Put the lines below into a Markdown table with the columns "Row" and "Line," numbering each row and skipping blank lines. Leave the pictures out.
─── Input rows
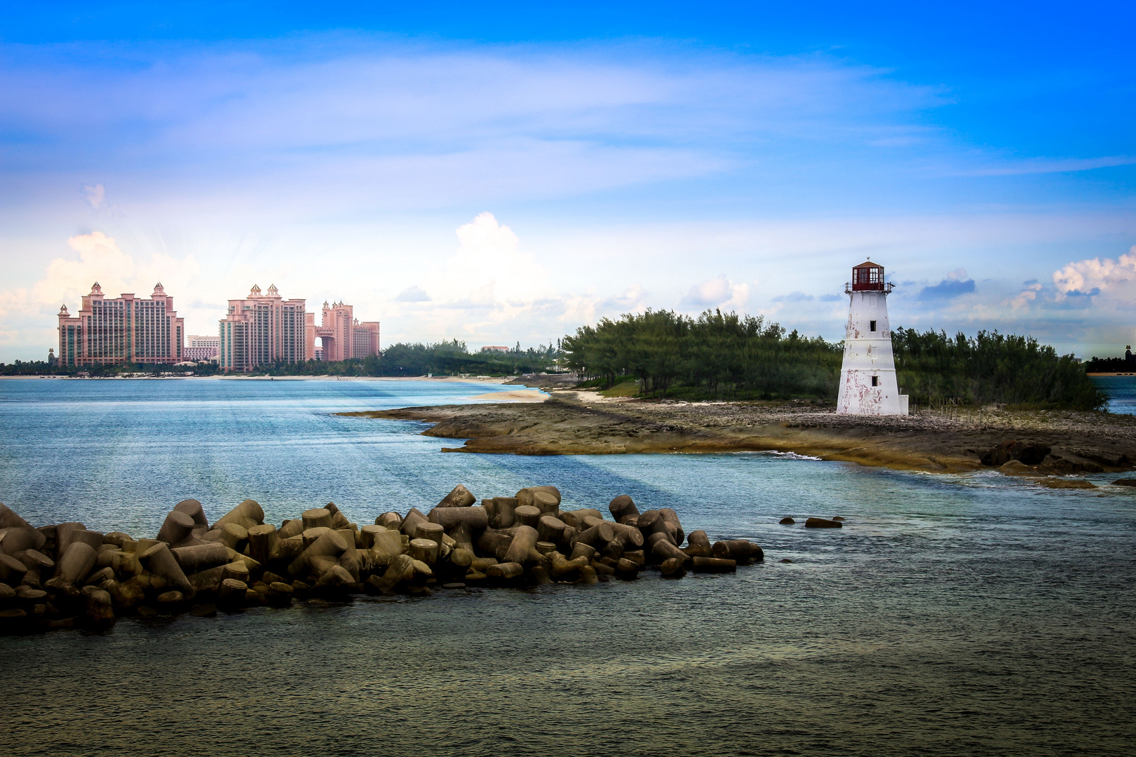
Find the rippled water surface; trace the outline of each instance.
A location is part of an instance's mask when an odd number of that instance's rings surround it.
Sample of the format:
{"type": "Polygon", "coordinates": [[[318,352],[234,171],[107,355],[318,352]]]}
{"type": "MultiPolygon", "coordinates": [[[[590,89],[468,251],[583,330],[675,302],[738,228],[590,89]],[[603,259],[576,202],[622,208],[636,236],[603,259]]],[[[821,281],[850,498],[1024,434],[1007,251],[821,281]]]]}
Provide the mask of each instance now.
{"type": "Polygon", "coordinates": [[[495,387],[0,381],[0,502],[135,536],[178,499],[359,523],[554,483],[766,548],[737,575],[438,590],[0,639],[3,755],[1119,755],[1136,496],[775,454],[441,454],[332,412],[495,387]],[[838,531],[777,525],[844,515],[838,531]],[[782,558],[794,562],[782,563],[782,558]]]}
──────
● Exercise response
| Row | Line |
|---|---|
| 1 | Find the rippled water surface; trace the outline of each instance. |
| 2 | A location is part of an instance's mask when an odd number of that instance's rings surround it. |
| 3 | Sample of the format: |
| 4 | {"type": "Polygon", "coordinates": [[[318,352],[234,171],[107,355],[318,352]]]} |
| 5 | {"type": "MultiPolygon", "coordinates": [[[[590,89],[468,251],[583,330],[675,302],[738,228],[590,89]],[[603,259],[576,202],[622,208],[636,236],[603,259]]],[[[821,281],[850,498],[1024,434],[1007,251],[821,281]]]]} |
| 6 | Provide the mask of each instance now. |
| 7 | {"type": "Polygon", "coordinates": [[[495,387],[0,381],[0,502],[135,536],[178,499],[359,523],[554,483],[766,548],[737,575],[438,590],[0,639],[3,755],[1119,755],[1136,496],[775,454],[441,454],[332,412],[495,387]],[[838,531],[777,525],[844,515],[838,531]],[[782,558],[794,562],[782,563],[782,558]]]} |